COMMENT: In what follows I will consider two closely related issues. This is necessary because as much as an understanding of each will provide valuable foresight for what awaits UK commercial property, both remain the cause of much confusion, writes Savvas Savouri, chief economist and partner at Toscafund Asset Management.

One theme, or rather, uncertainty, is the degree to which the UK’s exit from the EU is likely to be amicable; the belief being that the less it is, the worse the UK domestic economy will perform, and so too will its real estate market.

Savvas Savouri

The other is what the spate of restaurant and store closures is telling us about the state of the UK’s consumer-orientated economy, and by implication the future of retail-facing property.

I will begin by arguing that the breakthrough we have just seen in Brexit talks should never have been unexpected; that what we will eventually see is a seamless transition, and that a strengthening in the pound will come on the back of it.

It would not be unreasonable to claim that in the past 20 years the UK has become the target of the most extensive “Continental Corporate Colonialism” since 1066.

Consequently, no one need have doubted that senior European business leaders with “insurable interest” in the UK were wielding their influence – behind closed doors – to ensure that Brexit minimised the harm to their financial fortunes.

After all, UK-based businesses make a not insignificant contribution to the earnings of listed, private and state-owned businesses from Spain, Germany, France, Italy, Holland, Switzerland et al.

STORED DATA =
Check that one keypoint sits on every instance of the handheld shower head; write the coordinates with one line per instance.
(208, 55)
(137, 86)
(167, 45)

PROBLEMS TO SOLVE =
1 - Condense the paragraph of the commentary that begins "One theme, or rather, uncertainty" into a single shorter sentence that keeps its main facts.
2 - Carry on the commentary from its final sentence, keeping its argument and voice.
The data is separate from the commentary and is not part of it.

ANSWERS TO THE EXERCISES =
1 - The first uncertainty is how amicable the UK's exit from the EU will be, since a less amicable exit is expected to hurt both the UK domestic economy and its real estate market.

2 -
Indeed, just because we have not been hearing from those who control Santander, Sabadell, Renault, Telefonica, EON, Skanska, Ferrovial, EON, Iberdrola etc., we should not discount their voices being raised in determined (but discreet) conversations out of the public and journalistic gaze.

The reality after all is that this “capitalist class”, spread widely across the single market has considerable influence, proving as it does a generous benefactor to Europe’s “political class”.

I would go further and say that those running the significant number of Japanese and American corporates with “skin in the UK economy” will also be flexing their muscles on EU27 governments.

Such backchannel lobbying is certain to have been happening and will only intensify as we approach the denouement of the Brexit negotiations.

If I am correct and we finally do get an essentially good or seamless Brexit, there will be no disruption to the UK economy, and the pound will rally against the euro, helping to ease pressures for anything other than the most gentle monetary tightening.

I mentioned earlier how the UK’s recent past had seen it become the target of the most extensive “Continental Corporate Colonialism” since the Norman Conquest. It continues to this day.

Most recently, French shopping centre giant Klépierre made a £5bn unsolicited bid to buy Hammerson. In doing so it was trying to subvert the equally unsolicited bid which intu had made to create the UK’s largest shopping centre operator.

This was yet further evidence of EU27 corporates showing not only a keenness towards the UK economy, but doing so in the midst of Brexit negotiations we were told were becoming insoluble.

Indeed, the Klépierre “intervention” came not long after another French real-estate giant, Unibail-Rodamco made a bid to link up with Westfield, part of whose most prized assets are UK shopping centres.

When we talk of actions speaking louder than words, there is action enough here telling us that French corporate managements are taking a rather sanguine view of not only how the UK economy will perform in the wake of Brexit, but the outlook for the UK consumer.

This brings me to the second theme: what the spate of restaurant and retail closures really tells us about the state of the aforementioned consumer.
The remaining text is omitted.